POLECENIA ▸
• A. Przepisz słowo w słowo fragment artykułu o pieczeniu dla psa, zaczynając od „Zastanawialiście się kiedyś” i kończąc na „też domowych ciastek/przekąsek?”.
• B. Odpowiedz krótko na pytania do artykułu o pieczeniu dla psa:
(i) Jak wabi się pies, o którym mowa?
(ii) Jakie dwa wypieki pies wymienia w „psim pamiętniku”?
(iii) Gdzie według artykułu pieczenie dla pupili to normalna sprawa?

ARTYKUŁ ▸
::::::
Zastanawialiście się kiedyś co może myśleć Wasz pupil? Bo coś myśli na pewno (nie uznaję teorii, że jest inaczej). Wie kiedy mówi się do niego i o nim, kiedy robi się coś dla niego i z myślą o nim. Często odnoszę wrażenie, że bardzo chciałby coś powiedzieć, ale może tylko zamerdać ogonem, albo spojrzeć głęboko w oczy.
A co może dziać się w psim rozumku, gdy widzi mnie wkładającą kolejne ciasto do piekarnika? Zajrzyjmy do "psiego pamiętnika", czyli co myśli mój Muffi, kiedy wchodzi do kuchni: "W kółko pieczesz tylko dla Was, bezy, biszkopty, a ja? Może upiekłabyś też coś dla mnie? Może jakieś ciastka? A nie tylko te kupne i kupne.. Ja też zjadłby coś innego." No i ma rację. Bo skoro gotujemy mu domowe obiadki, to czemu nie upiec też domowych ciastek/przekąsek?
Pieczenie dla pupili to na Zachodzie normalna sprawa, na tamtejszych blogach można znaleźć mnóstwo przepisów na zdrowe, domowe przekąski. Do wyboru, do koloru. Ja skusiłam się na jedną z prostszych, nieco ją przerobiłam i upiekłam coś, co bardzo posmakowało mojemu małemu przyjacielowi :) Ale było trochę stresu, bo to pierwszy raz i przecież mogło nie przypaść mu do gustu. Wzięłam przestudzone ciacho, podałam mu i czekałam na reakcję, teraz "chwila prawdy" - weźmie, czy odwróci się i odejdzie? Nie zawiódł mnie - powąchał i schrupał! Rozpierała mnie duma! :)
::::::
DOSTARCZONY WYKAZ ▸
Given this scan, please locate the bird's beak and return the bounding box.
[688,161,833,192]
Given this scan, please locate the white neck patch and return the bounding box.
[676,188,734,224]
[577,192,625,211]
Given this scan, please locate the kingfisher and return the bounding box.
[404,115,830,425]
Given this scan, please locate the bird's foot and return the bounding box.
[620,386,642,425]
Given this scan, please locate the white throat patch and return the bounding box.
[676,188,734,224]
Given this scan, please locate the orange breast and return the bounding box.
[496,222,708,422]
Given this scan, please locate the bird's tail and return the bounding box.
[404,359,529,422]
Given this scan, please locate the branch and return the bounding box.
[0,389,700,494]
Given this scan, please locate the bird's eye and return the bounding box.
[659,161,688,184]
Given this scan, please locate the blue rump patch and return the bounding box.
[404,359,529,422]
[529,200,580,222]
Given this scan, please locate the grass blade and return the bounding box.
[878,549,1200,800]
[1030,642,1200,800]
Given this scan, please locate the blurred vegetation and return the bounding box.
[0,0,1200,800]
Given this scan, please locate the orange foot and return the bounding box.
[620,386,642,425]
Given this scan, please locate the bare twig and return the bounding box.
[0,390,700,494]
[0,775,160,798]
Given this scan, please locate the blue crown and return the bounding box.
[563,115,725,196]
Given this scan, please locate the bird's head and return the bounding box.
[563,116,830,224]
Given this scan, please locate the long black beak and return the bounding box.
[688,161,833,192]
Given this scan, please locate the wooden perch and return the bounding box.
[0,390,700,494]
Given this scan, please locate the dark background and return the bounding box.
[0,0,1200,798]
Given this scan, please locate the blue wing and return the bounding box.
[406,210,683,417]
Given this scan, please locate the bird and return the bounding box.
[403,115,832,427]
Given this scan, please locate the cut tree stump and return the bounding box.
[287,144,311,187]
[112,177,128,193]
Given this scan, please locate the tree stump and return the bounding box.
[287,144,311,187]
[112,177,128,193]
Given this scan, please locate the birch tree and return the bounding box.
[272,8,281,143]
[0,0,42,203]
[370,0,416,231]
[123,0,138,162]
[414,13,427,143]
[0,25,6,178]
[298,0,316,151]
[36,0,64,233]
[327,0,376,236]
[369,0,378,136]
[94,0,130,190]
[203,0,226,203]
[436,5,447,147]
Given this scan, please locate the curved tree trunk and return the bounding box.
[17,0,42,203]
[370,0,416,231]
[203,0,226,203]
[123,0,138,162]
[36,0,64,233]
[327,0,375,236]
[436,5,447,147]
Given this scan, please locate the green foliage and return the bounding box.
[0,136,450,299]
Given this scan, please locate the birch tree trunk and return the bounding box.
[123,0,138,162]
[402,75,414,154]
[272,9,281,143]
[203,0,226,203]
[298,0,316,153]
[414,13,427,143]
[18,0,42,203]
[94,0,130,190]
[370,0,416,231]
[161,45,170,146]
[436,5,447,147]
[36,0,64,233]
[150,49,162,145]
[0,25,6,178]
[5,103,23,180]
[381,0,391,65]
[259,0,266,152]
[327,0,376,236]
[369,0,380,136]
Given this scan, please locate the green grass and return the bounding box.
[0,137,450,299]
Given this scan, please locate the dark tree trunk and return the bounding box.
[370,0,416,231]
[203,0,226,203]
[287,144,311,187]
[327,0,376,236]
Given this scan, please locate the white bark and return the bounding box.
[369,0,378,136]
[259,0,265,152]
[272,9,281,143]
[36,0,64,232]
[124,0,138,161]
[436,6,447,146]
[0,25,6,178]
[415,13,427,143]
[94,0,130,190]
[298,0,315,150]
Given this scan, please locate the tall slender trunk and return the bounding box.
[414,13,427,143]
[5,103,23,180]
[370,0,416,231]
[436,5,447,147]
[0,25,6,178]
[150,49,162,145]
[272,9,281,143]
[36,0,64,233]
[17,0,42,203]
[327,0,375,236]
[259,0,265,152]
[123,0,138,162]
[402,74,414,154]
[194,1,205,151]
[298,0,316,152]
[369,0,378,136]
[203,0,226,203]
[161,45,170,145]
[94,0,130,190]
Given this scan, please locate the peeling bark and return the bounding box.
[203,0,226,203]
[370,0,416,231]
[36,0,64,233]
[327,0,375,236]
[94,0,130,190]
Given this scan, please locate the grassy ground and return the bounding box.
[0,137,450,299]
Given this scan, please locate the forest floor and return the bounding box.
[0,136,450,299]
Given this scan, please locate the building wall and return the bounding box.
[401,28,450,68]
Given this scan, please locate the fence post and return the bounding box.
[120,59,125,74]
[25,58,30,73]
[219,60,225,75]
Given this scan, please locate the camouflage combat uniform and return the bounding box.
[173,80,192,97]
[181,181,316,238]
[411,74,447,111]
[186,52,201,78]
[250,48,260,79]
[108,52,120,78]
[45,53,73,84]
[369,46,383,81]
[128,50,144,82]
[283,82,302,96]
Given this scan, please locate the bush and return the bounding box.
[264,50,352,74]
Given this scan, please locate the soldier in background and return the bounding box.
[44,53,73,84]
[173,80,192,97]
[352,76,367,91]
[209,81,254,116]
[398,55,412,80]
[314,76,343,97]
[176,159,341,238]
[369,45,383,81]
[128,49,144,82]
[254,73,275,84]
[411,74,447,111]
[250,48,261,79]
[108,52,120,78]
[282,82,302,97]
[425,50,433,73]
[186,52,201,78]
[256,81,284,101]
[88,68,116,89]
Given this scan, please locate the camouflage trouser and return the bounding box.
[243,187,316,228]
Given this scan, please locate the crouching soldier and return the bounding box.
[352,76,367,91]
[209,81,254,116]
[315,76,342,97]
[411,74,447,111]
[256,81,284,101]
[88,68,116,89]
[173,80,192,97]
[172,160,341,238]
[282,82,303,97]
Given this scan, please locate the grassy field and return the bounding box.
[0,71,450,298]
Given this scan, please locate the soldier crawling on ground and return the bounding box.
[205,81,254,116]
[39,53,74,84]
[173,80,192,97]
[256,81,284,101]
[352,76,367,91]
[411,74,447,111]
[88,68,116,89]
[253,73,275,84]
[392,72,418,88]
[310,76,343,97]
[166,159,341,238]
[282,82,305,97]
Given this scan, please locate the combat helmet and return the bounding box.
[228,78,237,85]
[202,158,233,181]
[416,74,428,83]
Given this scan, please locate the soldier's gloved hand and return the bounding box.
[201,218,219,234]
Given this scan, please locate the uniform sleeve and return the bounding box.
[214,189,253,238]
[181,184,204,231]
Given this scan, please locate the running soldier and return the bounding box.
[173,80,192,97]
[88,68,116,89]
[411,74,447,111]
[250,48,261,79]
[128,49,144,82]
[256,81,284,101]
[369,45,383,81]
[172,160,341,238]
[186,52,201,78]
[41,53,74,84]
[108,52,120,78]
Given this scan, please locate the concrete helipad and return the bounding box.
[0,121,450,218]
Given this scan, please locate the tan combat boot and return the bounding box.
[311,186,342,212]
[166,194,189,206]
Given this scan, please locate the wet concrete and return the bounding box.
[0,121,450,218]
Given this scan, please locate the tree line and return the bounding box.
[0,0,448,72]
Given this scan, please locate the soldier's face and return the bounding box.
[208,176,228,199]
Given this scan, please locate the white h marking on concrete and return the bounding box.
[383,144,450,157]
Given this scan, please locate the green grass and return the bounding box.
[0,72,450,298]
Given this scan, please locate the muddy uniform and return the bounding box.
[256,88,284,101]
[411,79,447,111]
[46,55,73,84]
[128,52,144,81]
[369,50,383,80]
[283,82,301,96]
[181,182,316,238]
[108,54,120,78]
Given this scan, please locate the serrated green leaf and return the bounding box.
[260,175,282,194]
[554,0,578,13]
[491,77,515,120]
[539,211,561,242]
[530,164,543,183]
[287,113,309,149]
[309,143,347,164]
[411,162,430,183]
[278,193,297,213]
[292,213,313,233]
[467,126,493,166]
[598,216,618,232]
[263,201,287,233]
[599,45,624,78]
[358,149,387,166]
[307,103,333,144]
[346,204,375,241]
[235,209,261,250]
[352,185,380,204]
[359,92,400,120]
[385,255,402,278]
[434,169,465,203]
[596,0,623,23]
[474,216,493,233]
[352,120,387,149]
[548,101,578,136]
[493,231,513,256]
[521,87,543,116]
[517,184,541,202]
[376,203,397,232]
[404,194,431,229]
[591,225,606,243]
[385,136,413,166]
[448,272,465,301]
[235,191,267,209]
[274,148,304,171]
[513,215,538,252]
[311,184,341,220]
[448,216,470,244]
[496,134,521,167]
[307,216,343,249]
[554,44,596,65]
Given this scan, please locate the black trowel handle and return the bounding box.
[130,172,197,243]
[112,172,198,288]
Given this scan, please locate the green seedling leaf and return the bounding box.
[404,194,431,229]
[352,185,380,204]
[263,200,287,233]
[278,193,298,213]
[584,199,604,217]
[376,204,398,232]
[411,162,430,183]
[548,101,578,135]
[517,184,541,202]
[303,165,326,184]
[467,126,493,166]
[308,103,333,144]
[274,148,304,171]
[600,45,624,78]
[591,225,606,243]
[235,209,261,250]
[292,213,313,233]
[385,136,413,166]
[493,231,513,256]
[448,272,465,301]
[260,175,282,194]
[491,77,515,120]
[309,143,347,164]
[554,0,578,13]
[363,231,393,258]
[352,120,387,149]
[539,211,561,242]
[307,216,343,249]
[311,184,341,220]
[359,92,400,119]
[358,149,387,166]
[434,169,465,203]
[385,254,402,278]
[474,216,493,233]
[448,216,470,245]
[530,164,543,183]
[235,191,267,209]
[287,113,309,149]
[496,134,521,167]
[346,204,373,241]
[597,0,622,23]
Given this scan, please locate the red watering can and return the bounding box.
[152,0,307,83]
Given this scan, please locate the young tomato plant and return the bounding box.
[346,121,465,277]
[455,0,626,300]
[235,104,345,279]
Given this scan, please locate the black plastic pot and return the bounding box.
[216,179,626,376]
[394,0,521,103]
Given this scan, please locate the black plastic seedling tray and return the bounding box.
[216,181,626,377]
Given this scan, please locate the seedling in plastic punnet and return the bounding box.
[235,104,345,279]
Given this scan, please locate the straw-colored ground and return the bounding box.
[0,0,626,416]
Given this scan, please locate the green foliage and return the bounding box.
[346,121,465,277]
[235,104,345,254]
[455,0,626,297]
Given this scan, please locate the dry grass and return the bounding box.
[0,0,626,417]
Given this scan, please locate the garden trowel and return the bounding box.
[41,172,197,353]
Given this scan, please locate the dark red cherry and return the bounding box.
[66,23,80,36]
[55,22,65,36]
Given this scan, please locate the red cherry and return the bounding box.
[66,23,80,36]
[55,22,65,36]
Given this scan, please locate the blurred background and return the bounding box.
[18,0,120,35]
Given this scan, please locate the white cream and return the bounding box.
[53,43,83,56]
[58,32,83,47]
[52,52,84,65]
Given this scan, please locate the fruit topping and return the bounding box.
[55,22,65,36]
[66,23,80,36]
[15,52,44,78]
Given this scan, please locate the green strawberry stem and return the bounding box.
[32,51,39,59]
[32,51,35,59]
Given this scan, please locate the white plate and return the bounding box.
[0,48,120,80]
::::::
ODPOWIEDZI ▸
• A.
Zastanawialiście się kiedyś co może myśleć Wasz pupil? Bo coś myśli na pewno (nie uznaję teorii, że jest inaczej). Wie kiedy mówi się do niego i o nim, kiedy robi się coś dla niego i z myślą o nim. Często odnoszę wrażenie, że bardzo chciałby coś powiedzieć, ale może tylko zamerdać ogonem, albo spojrzeć głęboko w oczy.
A co może dziać się w psim rozumku, gdy widzi mnie wkładającą kolejne ciasto do piekarnika? Zajrzyjmy do "psiego pamiętnika", czyli co myśli mój Muffi, kiedy wchodzi do kuchni: "W kółko pieczesz tylko dla Was, bezy, biszkopty, a ja? Może upiekłabyś też coś dla mnie? Może jakieś ciastka? A nie tylko te kupne i kupne.. Ja też zjadłby coś innego." No i ma rację. Bo skoro gotujemy mu domowe obiadki, to czemu nie upiec też domowych ciastek/przekąsek?

• B.
(i) Muffi.
(ii) Bezy i biszkopty.
(iii) Na Zachodzie.